BEGIN Dataset records

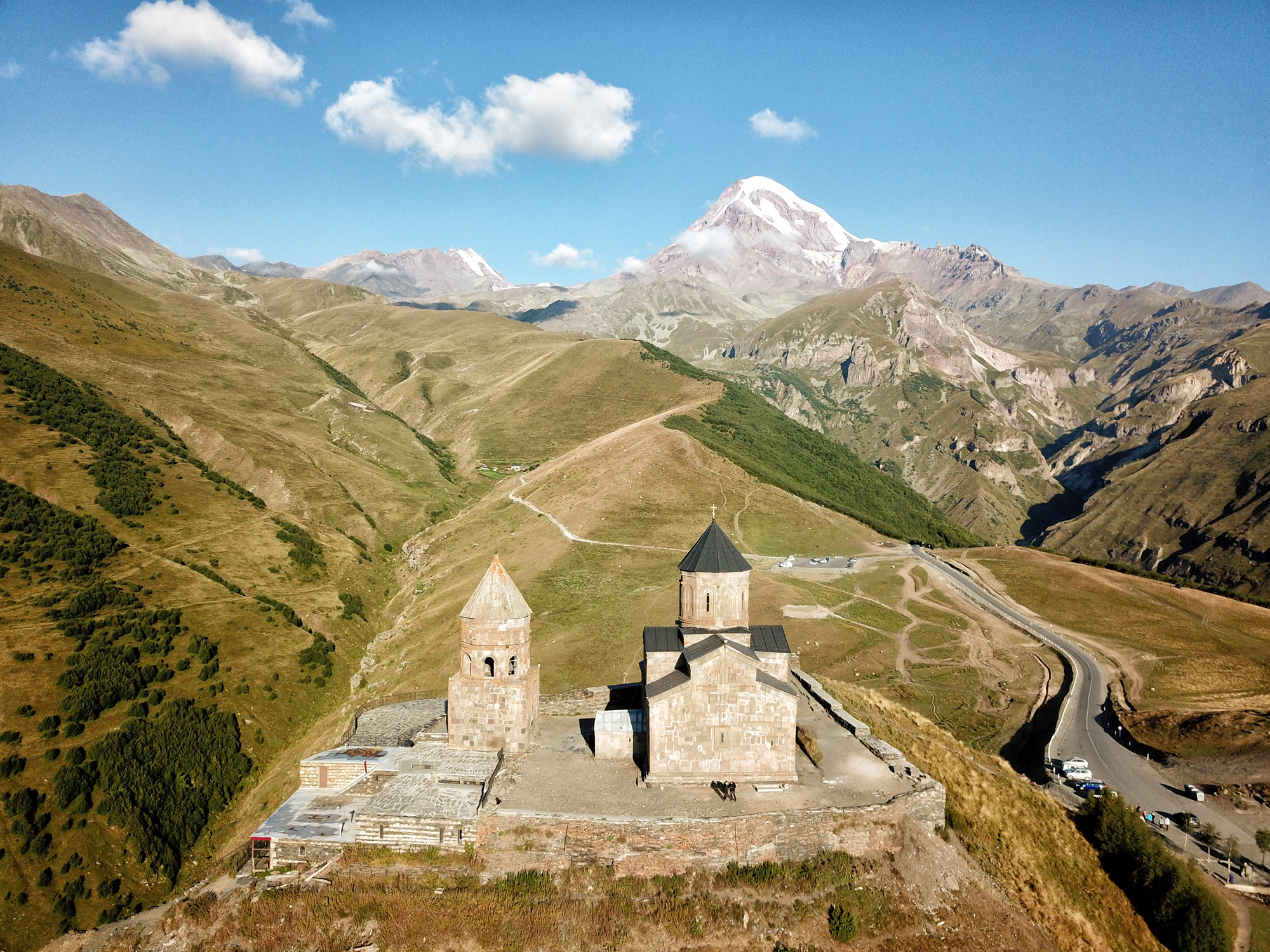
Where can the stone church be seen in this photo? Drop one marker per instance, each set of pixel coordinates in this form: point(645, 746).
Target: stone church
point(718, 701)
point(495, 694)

END Dataset records
BEGIN Dataset records

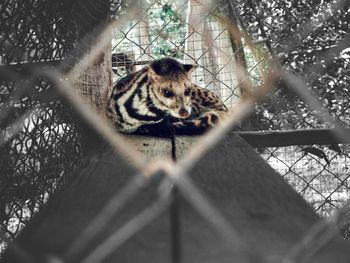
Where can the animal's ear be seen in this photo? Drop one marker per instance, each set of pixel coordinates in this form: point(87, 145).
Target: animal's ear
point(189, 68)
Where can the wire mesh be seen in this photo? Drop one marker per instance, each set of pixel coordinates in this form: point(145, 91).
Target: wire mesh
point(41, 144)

END Dataset records

## Exercise requirements
Copy down every line of the entries containing the word "photo".

## Output
Where can the stone church be seen in this photo? Drop one marker per instance, each set of pixel coordinates in this form: point(645, 746).
Where can the animal's ear be seen in this photo? Drop one marker per instance, each set of pixel coordinates in this form: point(87, 145).
Where can the wire mesh be seen in this photo? Drop one marker per instance, each set of pixel coordinates in this form: point(145, 91).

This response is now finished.